If "cuff" shows up in a line of the material, return that line.

————

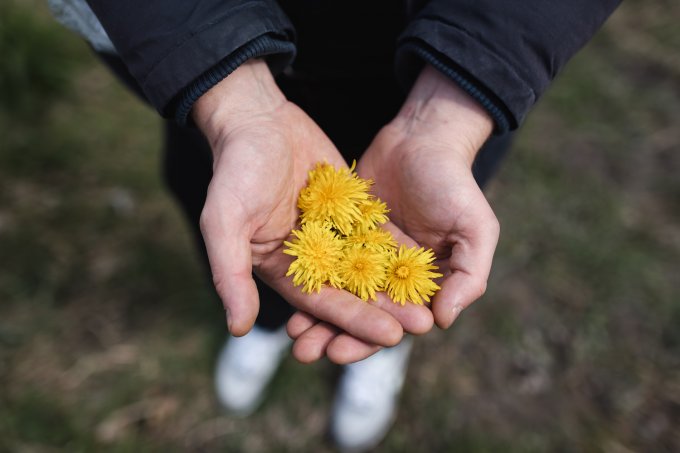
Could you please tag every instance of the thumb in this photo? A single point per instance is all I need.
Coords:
(228, 246)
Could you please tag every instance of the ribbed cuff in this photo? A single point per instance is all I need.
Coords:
(261, 46)
(501, 120)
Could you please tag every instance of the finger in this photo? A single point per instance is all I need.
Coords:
(228, 247)
(299, 323)
(414, 319)
(470, 266)
(311, 345)
(344, 349)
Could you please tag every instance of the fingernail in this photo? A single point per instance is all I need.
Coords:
(228, 316)
(456, 311)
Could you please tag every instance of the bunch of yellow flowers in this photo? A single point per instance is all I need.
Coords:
(341, 242)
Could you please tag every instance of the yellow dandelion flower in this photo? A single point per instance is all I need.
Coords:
(318, 250)
(410, 276)
(363, 271)
(373, 213)
(333, 196)
(378, 239)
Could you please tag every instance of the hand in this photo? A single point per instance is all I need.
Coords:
(263, 147)
(421, 164)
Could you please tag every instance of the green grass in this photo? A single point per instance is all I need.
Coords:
(109, 328)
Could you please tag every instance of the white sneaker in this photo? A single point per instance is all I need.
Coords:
(246, 365)
(366, 402)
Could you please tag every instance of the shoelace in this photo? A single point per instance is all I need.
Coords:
(262, 351)
(368, 383)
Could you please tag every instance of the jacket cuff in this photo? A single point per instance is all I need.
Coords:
(279, 52)
(422, 53)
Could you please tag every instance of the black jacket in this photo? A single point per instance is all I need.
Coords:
(503, 53)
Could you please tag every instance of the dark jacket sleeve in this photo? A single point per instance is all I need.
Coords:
(505, 54)
(177, 49)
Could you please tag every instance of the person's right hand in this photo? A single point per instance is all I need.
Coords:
(263, 146)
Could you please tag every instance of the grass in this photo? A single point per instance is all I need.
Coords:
(108, 328)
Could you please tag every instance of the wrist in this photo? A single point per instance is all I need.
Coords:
(248, 92)
(437, 110)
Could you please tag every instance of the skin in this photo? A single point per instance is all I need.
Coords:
(421, 164)
(263, 146)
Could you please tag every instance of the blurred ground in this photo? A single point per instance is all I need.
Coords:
(108, 329)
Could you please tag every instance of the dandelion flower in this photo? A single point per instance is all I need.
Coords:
(333, 196)
(363, 271)
(410, 276)
(373, 214)
(377, 239)
(317, 249)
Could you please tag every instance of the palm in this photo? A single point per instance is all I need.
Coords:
(250, 209)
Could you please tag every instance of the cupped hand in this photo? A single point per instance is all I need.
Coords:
(421, 164)
(263, 146)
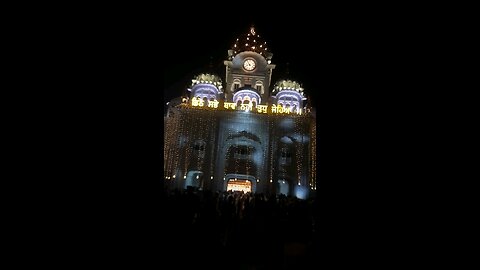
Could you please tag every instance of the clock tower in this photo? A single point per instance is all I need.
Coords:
(249, 68)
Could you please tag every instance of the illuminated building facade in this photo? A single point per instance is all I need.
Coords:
(244, 133)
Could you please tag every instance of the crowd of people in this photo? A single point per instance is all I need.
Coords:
(241, 229)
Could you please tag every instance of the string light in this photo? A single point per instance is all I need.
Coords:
(188, 126)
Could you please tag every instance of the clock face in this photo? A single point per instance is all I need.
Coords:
(249, 64)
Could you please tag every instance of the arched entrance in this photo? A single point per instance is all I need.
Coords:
(282, 187)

————

- [Response to this exercise]
Could you please tag every instance of the ribbed cuff in this photo? A single point per instance is all I need.
Could you please tag every instance of the jacket cuff in this photo? A single point per instance is all I need.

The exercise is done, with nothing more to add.